* **Exercise directions**: Pictures stay out of the copy; restate everything else in the material exactly.

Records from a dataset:
※ ※ ※

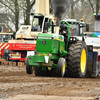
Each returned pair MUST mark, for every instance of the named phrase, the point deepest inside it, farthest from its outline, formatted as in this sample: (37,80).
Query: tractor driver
(64,31)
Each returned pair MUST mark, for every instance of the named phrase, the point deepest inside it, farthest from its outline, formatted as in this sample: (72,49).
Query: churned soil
(16,84)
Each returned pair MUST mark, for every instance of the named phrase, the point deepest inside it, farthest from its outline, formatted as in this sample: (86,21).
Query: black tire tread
(73,59)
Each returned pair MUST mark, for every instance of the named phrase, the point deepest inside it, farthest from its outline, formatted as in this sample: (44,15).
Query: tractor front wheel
(61,67)
(29,68)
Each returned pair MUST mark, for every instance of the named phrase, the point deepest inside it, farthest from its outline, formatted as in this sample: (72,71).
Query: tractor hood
(50,36)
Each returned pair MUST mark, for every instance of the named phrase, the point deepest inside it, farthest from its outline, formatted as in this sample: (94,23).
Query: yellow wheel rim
(64,68)
(83,60)
(32,67)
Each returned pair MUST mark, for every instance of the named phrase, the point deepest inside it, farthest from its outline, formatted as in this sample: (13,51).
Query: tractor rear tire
(77,60)
(61,67)
(39,71)
(29,68)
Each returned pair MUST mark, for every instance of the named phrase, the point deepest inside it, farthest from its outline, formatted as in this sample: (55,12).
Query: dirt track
(18,85)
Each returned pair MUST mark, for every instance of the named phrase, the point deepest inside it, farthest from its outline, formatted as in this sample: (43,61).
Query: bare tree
(29,5)
(95,6)
(12,5)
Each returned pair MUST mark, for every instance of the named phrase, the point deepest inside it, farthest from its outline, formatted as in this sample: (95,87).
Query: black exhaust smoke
(59,7)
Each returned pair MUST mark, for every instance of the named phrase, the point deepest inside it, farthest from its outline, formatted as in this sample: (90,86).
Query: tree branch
(91,6)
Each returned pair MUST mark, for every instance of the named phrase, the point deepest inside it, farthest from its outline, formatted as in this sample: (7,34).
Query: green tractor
(55,56)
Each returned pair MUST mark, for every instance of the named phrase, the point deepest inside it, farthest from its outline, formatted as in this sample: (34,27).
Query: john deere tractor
(51,56)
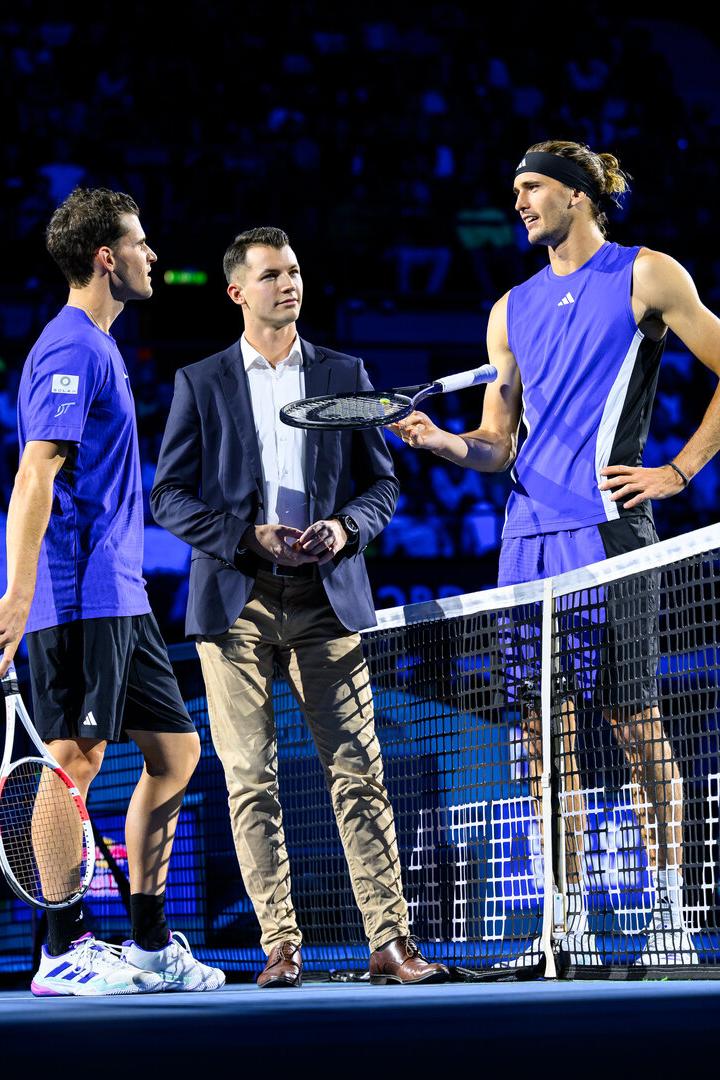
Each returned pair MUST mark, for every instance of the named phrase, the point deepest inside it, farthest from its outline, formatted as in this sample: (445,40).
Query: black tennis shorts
(99,678)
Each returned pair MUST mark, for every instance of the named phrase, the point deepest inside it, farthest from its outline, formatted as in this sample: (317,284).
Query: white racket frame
(15,707)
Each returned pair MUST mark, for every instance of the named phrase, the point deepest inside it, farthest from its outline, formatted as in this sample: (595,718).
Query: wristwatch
(352,529)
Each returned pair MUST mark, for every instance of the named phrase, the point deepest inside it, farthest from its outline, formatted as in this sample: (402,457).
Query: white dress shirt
(282,448)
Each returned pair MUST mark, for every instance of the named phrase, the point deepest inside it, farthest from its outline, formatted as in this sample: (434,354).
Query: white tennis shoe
(91,968)
(176,966)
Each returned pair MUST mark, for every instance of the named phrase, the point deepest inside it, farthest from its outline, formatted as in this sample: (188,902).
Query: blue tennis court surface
(351,1030)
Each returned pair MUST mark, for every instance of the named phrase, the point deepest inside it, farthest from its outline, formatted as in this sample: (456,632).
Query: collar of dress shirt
(253,358)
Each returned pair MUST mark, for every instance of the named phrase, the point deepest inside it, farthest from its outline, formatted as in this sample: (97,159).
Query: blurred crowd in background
(384,143)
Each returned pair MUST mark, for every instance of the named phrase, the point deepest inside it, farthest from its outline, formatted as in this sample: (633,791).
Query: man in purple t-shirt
(576,349)
(98,666)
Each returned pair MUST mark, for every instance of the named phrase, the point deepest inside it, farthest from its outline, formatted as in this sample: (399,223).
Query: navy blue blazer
(208,485)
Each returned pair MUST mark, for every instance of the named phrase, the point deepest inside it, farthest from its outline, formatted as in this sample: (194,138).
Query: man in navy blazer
(277,518)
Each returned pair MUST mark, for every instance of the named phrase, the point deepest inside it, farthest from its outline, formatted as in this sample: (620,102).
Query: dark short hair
(265,235)
(87,219)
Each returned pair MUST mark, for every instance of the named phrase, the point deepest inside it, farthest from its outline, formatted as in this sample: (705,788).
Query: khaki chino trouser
(290,620)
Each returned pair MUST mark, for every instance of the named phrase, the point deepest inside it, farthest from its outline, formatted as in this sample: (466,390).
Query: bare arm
(492,446)
(667,294)
(27,521)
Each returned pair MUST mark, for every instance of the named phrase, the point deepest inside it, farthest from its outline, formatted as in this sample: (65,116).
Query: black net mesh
(632,758)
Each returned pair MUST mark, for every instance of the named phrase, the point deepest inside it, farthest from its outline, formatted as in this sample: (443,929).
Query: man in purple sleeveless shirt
(578,349)
(99,670)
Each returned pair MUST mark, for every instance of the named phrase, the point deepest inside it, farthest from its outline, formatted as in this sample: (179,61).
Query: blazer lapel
(233,379)
(317,382)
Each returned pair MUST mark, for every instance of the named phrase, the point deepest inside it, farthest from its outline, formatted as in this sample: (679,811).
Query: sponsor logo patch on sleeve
(65,383)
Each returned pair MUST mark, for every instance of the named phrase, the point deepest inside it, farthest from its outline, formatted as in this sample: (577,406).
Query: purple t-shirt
(588,381)
(75,389)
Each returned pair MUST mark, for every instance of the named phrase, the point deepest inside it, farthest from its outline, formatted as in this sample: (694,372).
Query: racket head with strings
(46,842)
(364,408)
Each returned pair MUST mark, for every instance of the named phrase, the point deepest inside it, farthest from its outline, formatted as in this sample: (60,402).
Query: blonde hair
(603,170)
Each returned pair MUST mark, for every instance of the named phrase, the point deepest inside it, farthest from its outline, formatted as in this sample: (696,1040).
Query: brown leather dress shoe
(284,967)
(402,961)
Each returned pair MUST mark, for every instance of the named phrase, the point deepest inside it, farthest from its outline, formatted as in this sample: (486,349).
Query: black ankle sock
(149,923)
(64,927)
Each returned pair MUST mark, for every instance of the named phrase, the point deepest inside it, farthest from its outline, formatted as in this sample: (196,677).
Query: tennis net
(552,753)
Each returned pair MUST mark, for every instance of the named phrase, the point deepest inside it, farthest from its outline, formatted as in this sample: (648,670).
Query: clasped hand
(288,547)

※ ※ ※

* **Solution for this task**:
Each returned pair MUST mark, for every instance of the named phrase, the point deepest inside it, farthest from its outline, formatted as in this sample: (37,80).
Query: tractor driver
(64,31)
Each returned pair MUST mark, for every instance of the named phrase, the point deepest inside it, farthest from its outline, formatted as in this sample: (72,49).
Query: churned soil
(16,84)
Each returned pair MUST mark, for every instance of the named phrase, the point deepest inside it, farthest from its outline, formatted as in this sample: (86,21).
Query: black tire tread
(73,59)
Each returned pair MUST mark, for every instance of the named phrase, the point deepest inside it, farthest from its outline, formatted as in this sample: (44,15).
Query: tractor front wheel
(61,67)
(29,68)
Each returned pair MUST mark, for every instance of the named phrase, the point deepest inside it, farthest from its outline, formatted as in this sample: (72,71).
Query: tractor hood
(50,36)
Each returned pair MUST mark, for every instance of the named phrase, the point deepest inside it, farthest from its outline, formatted as in this sample: (94,23).
Query: yellow wheel rim
(64,68)
(83,60)
(32,67)
Each returned pair MUST mark, for every instance of the named phrase, the point deepest inside it, farthest from its outline, formatted as in this sample: (13,51).
Query: tractor rear tire
(77,60)
(61,67)
(39,71)
(29,68)
Each returned pair MUST mark, for every instance of the named phrase, the point deepest inside it, farthest from its outline, formatted as in this sample: (55,12).
Query: dirt track
(18,85)
Each returned pair MUST mark, for every instance of the named phrase, the point deepest inside it, farthest from its outline, formatted as in this sample: (43,61).
Query: bare tree
(29,5)
(95,6)
(12,5)
Each returned pair MUST mark, for every instance of the named phrase, the point deepest inside it, farthest from its outline, formatted as in this sample: (95,87).
Query: black exhaust smoke
(59,7)
Each returned pair MUST mark, for every instance of the named phrase, the point deepest inside it, farthest from its outline, formatted as in this sample: (90,86).
Query: tree branch
(91,6)
Each returned pair MUST mark, for every instance of the named phrase, the point deepest inside it, farthest from its outline, formatted as in this sample: (7,34).
Query: green tractor
(55,56)
Each returned pair MUST mark, for every instance of the named phrase, the point deepest inside it, farthest from its outline, formatted as in this sample: (34,27).
Query: john deere tractor
(51,56)
Each returned pair MUST mark, for every instance of the named phrase, the point deepest inside it, farthest from its outline, formatted as in this sample: (445,40).
Query: black tennis shorts
(99,678)
Each returned pair MUST mark, for every instance of the named phrase, the point deepest inside it, farthest from its outline, formatted as in this sample: (317,284).
Query: white racket frame
(15,707)
Each returned pair MUST mark, for every instance of the named phrase, the point deepest inside it, farthest from its outline, formatted as in this sample: (595,718).
Query: wristwatch
(352,529)
Each returned pair MUST mark, for every instance of the named phrase, the point deepest inside it, farthest from its outline, formatted as in this sample: (402,457).
Query: white dress shirt
(282,448)
Each returned pair MUST mark, for every instance of the named phrase, the point deepest inside it, farthest from its outline, formatted as in this sample: (434,354).
Query: white tennis shoe
(91,968)
(176,966)
Each returned pair MUST mark, for every instance of the named phrase, the point deepest inside it, farthest from its outline, formatted as in this sample: (188,902).
Query: blue tennis court surface
(351,1030)
Each returned pair MUST mark, for every instance of the named phrase, the point deepest inside it, farthest from its outline, formatted as in this sample: (456,632).
Query: collar of dress shirt
(253,358)
Each returned pair MUST mark, for every instance of the named phrase, the point deepest inside it, farthest from its outline, formatted as in this sample: (97,159).
Query: blurred crowd in background
(384,143)
Each returned pair MUST mark, for every instance of the named phrase, the point deepest inside it, farthest from its outline, formatted as in this sample: (633,791).
Query: man in purple t-shirt
(576,349)
(98,666)
Each returned pair MUST mark, for every instance of the named phrase, the point deepest inside it, farthest from its outline, formatted as in this sample: (399,223).
Query: navy blue blazer
(208,485)
Each returned pair MUST mark, for every instance of the named phrase, the point deepest inside it, farthest from its outline, formatted as in this sample: (194,138).
Query: man in navy blazer
(277,518)
Each returned pair MUST mark, for every instance of the named phrase, the point deepest inside it, farthest from its outline, formatted as in this sample: (620,102).
Query: dark short hair
(265,235)
(87,219)
Each returned pair MUST mark, for every instance of the named phrase, the point deepest inside it, farthest from its outline, formatted as in this sample: (705,788).
Query: khaki chino trouser
(290,620)
Each returned pair MUST mark, for every instance of the named phrase, the point deepest inside it, farthest from its outline, formatted as in this sample: (466,390).
Query: bare arm
(492,446)
(667,294)
(27,521)
Each returned pair MUST mark, for every instance of the named phrase, the point deepest inside it, farthest from its outline, formatted as in this sample: (65,116).
Query: black net mesh
(632,758)
Each returned pair MUST mark, for every instance of the named phrase, the point deepest inside it, farthest from its outline, formatted as in this sample: (443,929).
Query: man in purple sleeveless shirt
(578,349)
(99,670)
Each returned pair MUST mark, for every instance of the named phrase, the point deepest inside it, farthest from its outline, formatted as in this sample: (179,61).
Query: blazer lapel
(233,379)
(317,382)
Each returned pair MUST mark, for every instance of the named phrase, the point deepest inside it, farthest from its outline, formatted as in this sample: (679,811).
Query: sponsor logo patch on sleeve
(65,383)
Each returned pair MUST mark, for every instance of the named phrase, the point deepest inside it, farthest from its outline, formatted as in this sample: (577,406).
Query: purple t-shirt
(588,381)
(75,389)
Each returned pair MUST mark, for every instance of the named phrase, the point deepest inside it, farthest from its outline, formatted as in this sample: (694,372).
Query: racket head with strings
(46,842)
(364,408)
Each returned pair MUST mark, for every instance of the named phrase, the point deepest inside it, farthest from its outline, formatted as in this sample: (60,402).
Query: blonde hair
(603,170)
Each returned pair MUST mark, for every instance of the named phrase, the point deepest inside it, farthest from its outline, formatted as in this sample: (696,1040).
Query: brown leather dress shoe
(284,967)
(402,961)
Each returned pair MUST mark, for every instance of the named phrase, the point deepest inside it, farthest from its outline, formatted as in this sample: (486,349).
Query: black ankle sock
(149,923)
(64,927)
Each returned pair MUST mark, for every instance of the named phrase, the point deepest inside it, farthest from its outline, formatted as in this sample: (196,677).
Query: tennis net
(552,753)
Each returned pair MUST mark, for every instance of the named phrase, the point deepest inside it, farthest from its outline, formatted as in this sample: (648,670).
Query: clasped hand
(288,547)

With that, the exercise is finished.